» Detalhes da tarefa
Retorne, sem qualquer alteração, o trecho do discurso sobre reforma agrária que começa em "Discurso no Senado" e vai até "da Frente Liberal/MT)", inclusive.

Discurso no Senado Federal

NECESSIDADE DA MELHORIA DAS CONDIÇÕES DE TRABALHO NO CAMPO, CONCOMITANTEMENTE A IMPLANTAÇÃO DA REFORMA AGRARIA NO BRASIL. ENCONTRO DE TRABALHADORES RURAIS, REALIZADO PELO SINDICATO DOS TRABALHADORES RURAIS DE AGUA BOA/MT, DENOMINADO GRITO DA TERRA BRASIL, QUANDO FOI REDIGIDO UM DOCUMENTO PARA CHAMAR A ATENÇÃO RELATIVAMENTE AO DIFICIL ACESSO AO CREDITO DO PROGRAMA NACIONAL DE AGRICULTURA FAMILIAR - PRONAF.

Autor
Júlio Campos (PFL - Partido da Frente Liberal/MT)
Nome completo: Júlio José de Campos
Casa
Senado Federal
Tipo
Discurso
Resumo por assunto
REFORMA AGRARIA.:
  • NECESSIDADE DA MELHORIA DAS CONDIÇÕES DE TRABALHO NO CAMPO, CONCOMITANTEMENTE A IMPLANTAÇÃO DA REFORMA AGRARIA NO BRASIL. ENCONTRO DE TRABALHADORES RURAIS, REALIZADO PELO SINDICATO DOS TRABALHADORES RURAIS DE AGUA BOA/MT, DENOMINADO GRITO DA TERRA BRASIL, QUANDO FOI REDIGIDO UM DOCUMENTO PARA CHAMAR A ATENÇÃO RELATIVAMENTE AO DIFICIL ACESSO AO CREDITO DO PROGRAMA NACIONAL DE AGRICULTURA FAMILIAR - PRONAF.
Publicação
Publicação no DSF de 07/02/1997 - Página 3962
Assunto
Outros > REFORMA AGRARIA.
Indexação
  • SOLICITAÇÃO, GOVERNO FEDERAL, ATENÇÃO, DOCUMENTO, AUTORIA, SINDICATO RURAL, MUNICIPIO, AGUA BOA (MT), ESTADO DE MATO GROSSO (MT), NECESSIDADE, FACILITAÇÃO, ACESSO, TRABALHADOR RURAL, CREDITO RURAL, Programa Nacional de Fortalecimento da Agricultura Familiar (PRONAF), GARANTIA, ASSENTAMENTO RURAL, REALIZAÇÃO, REFORMA AGRARIA, PAIS.

» Bloco de dados
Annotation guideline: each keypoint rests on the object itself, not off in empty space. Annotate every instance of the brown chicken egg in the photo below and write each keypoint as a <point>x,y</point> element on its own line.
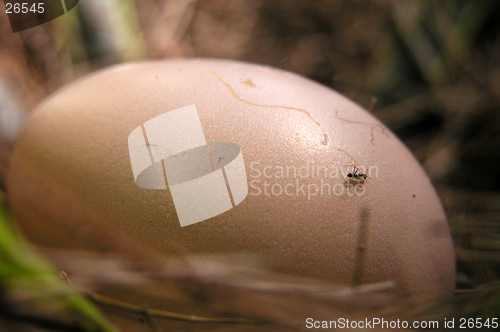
<point>221,157</point>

» Resultado do exercício
Discurso no Senado Federal

NECESSIDADE DA MELHORIA DAS CONDIÇÕES DE TRABALHO NO CAMPO, CONCOMITANTEMENTE A IMPLANTAÇÃO DA REFORMA AGRARIA NO BRASIL. ENCONTRO DE TRABALHADORES RURAIS, REALIZADO PELO SINDICATO DOS TRABALHADORES RURAIS DE AGUA BOA/MT, DENOMINADO GRITO DA TERRA BRASIL, QUANDO FOI REDIGIDO UM DOCUMENTO PARA CHAMAR A ATENÇÃO RELATIVAMENTE AO DIFICIL ACESSO AO CREDITO DO PROGRAMA NACIONAL DE AGRICULTURA FAMILIAR - PRONAF.

Autor
Júlio Campos (PFL - Partido da Frente Liberal/MT)